* **Extracted text**
━━━━━━━━━━━━━━━━━━━━━━━━━━━━━━

Joseph R. Kiniry, Dermot Cochran, and Patrick E. Tierney
School of Computer Science and Informatics
University College Dublin
Activist computer scientists, including some of the authors of this paper, have been working against the adoption by governments of commercial, proprietary, insecure, poorly designed and implemented voting systems the world-over. And, while we mainly work to accomplish our goals by educating citizens and communicating with the press, we also must propose solutions to the problems of trustworthy e-voting. If a computer-based voting system is to ever be adopted, that system must be demonstrably of extremely high quality. This paper discusses a methodology and a set of tools we have used to implement a vote counting plugin, for an experimental computer-based voting system using applied formal methods.
Regardless of the concerns raised by experts and activists, governments are adopting computer-based technology for e-voting. Researchers and activists concerned about this situation fall in two overlapping camps: researchers that are struggling against the adoption of poor process, technology, and implementation in computer-based voting, and researchers that are proposing new techniques, theories, technologies to solve some of the computer-based voting challenges. Our work falls broadly into both of these camps, but this work in particular focuses on the latter, as we propose a concrete software platform and software engineering process for trustworthy e-voting research.
Computer-based voting, from a mathematical and computer science point-of-view, is full of interesting algorithmic challenges--challenges that are sometimes radically different than those that we understand in other domains. For example, in many voting systems the anonymity of the voter must be preserved, but we must guarantee that the legitimate ballot of the voter is counted.
If a computer-based technology is used in trustworthy voting, then the software system must be of extremely high quality. There are a variety of techniques for constructing a very high quality system, e.g., model-based design, rigorous unit testing, and formal verification, to name a few. Therefore, usable, practical best-practices in rigorous software development, especially as applied to a real, concrete, trustworthy computer-based voting system, are very relevant today.

━━━━━━━━━━━━━━━━━━━━━━━━━━━━━━

* **Supplied information**
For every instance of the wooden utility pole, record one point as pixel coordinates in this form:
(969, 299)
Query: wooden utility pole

━━━━━━━━━━━━━━━━━━━━━━━━━━━━━━

* **To do**
Please quote the text on trustworthy e-voting word for word, starting at "Regardless of the" and ending at "trustworthy e-voting research.".

* **Answer to the problem**
Regardless of the concerns raised by experts and activists, governments are adopting computer-based technology for e-voting. Researchers and activists concerned about this situation fall in two overlapping camps: researchers that are struggling against the adoption of poor process, technology, and implementation in computer-based voting, and researchers that are proposing new techniques, theories, technologies to solve some of the computer-based voting challenges. Our work falls broadly into both of these camps, but this work in particular focuses on the latter, as we propose a concrete software platform and software engineering process for trustworthy e-voting research.